■ Exercise task ■
Pull out every line of the entries below that contains the word "ruffled", and copy each one in full.

--- BEGIN Task material ---

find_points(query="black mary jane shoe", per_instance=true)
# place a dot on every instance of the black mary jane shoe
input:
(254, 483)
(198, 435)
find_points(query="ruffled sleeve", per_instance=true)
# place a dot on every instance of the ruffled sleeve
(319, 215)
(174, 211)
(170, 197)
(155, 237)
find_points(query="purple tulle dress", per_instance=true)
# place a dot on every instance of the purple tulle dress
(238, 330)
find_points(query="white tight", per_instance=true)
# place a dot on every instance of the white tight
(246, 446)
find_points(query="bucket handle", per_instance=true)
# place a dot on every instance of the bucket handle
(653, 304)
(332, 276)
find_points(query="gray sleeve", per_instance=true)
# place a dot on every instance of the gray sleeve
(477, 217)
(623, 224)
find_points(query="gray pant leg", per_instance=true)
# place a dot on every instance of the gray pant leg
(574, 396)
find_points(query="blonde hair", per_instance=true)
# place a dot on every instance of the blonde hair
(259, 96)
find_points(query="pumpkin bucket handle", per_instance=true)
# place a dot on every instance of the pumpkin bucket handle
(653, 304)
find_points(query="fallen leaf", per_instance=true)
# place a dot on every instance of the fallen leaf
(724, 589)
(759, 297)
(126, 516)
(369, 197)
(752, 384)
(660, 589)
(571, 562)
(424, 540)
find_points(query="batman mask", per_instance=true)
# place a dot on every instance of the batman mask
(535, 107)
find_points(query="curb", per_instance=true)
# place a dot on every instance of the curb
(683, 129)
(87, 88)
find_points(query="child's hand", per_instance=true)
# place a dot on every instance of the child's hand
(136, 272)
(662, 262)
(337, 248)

--- END Task material ---

■ Exercise output ■
find_points(query="ruffled sleeve", per_instance=true)
# place a dot on every instance of the ruffled sleeve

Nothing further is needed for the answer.